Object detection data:
....
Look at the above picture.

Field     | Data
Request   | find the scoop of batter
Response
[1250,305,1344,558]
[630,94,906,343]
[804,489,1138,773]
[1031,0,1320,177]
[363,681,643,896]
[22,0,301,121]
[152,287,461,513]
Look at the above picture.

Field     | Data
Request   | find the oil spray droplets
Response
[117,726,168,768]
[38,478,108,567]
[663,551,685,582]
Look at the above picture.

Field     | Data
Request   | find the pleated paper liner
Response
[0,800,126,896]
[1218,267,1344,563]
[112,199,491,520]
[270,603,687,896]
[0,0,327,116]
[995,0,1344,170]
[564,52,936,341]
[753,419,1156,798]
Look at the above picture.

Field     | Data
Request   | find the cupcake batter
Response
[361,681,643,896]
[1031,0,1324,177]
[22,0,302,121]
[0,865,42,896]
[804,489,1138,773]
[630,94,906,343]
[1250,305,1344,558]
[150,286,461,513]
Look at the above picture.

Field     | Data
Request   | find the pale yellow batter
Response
....
[Problem details]: Filter the records above down to the lines that contain the string "batter", and copy each of those lines.

[Expected output]:
Request   | find the scoop of batter
Request   | find the cupcake batter
Request   | find the pale yellow batter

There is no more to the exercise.